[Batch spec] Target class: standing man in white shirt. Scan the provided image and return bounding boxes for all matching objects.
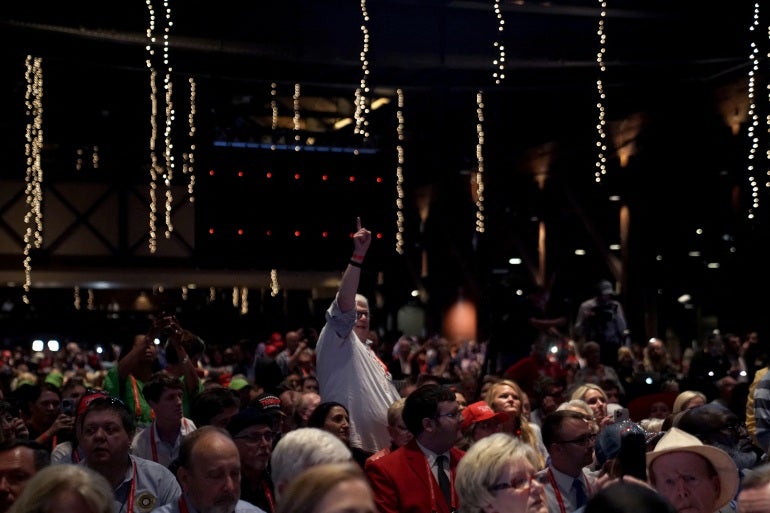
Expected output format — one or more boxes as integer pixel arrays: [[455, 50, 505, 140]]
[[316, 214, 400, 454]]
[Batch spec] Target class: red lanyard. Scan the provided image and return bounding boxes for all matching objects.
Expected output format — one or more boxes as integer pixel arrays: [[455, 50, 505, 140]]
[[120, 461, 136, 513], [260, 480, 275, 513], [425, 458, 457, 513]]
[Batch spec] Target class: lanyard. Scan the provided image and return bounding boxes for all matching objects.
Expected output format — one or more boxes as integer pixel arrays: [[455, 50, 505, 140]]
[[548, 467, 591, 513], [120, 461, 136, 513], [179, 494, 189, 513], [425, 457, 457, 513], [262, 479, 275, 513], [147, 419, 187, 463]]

______

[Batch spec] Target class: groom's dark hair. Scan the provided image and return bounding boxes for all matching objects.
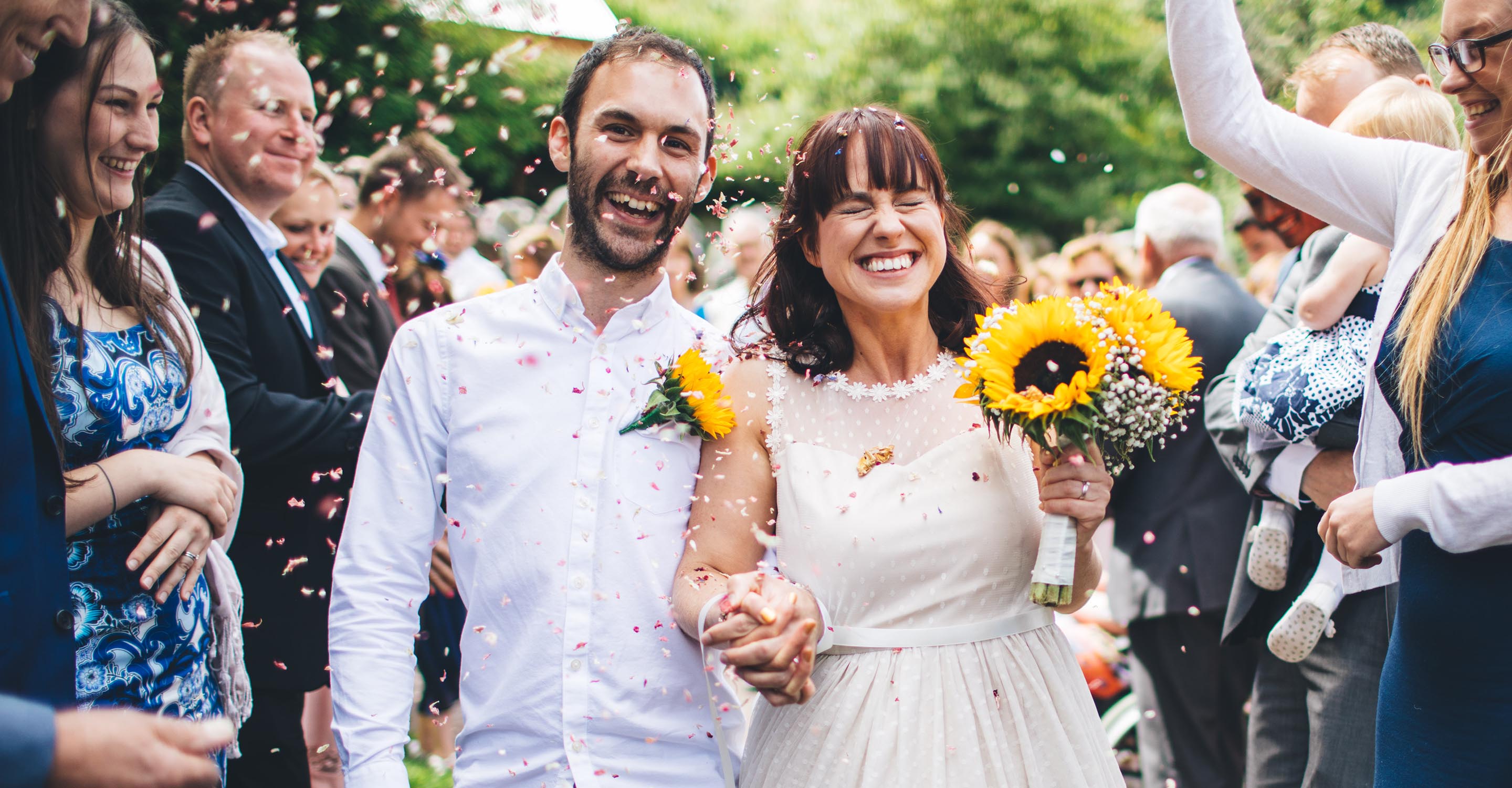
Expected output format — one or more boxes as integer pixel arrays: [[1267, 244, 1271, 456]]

______

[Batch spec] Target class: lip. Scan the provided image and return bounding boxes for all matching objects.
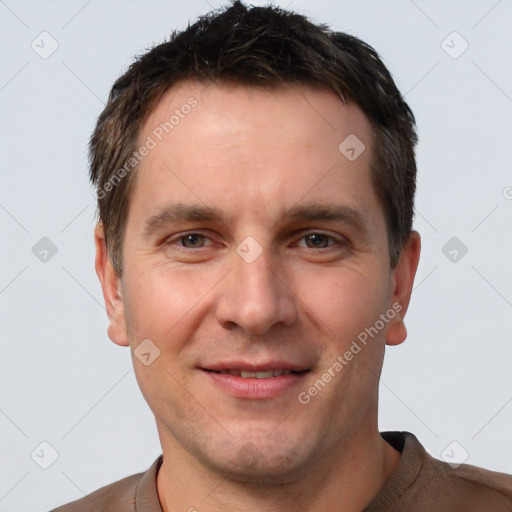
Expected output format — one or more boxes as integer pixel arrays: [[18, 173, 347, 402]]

______

## Task goal
Count the lines in the items above that contain the string "Scan". Reply with the number alone.

## Solution for this exercise
5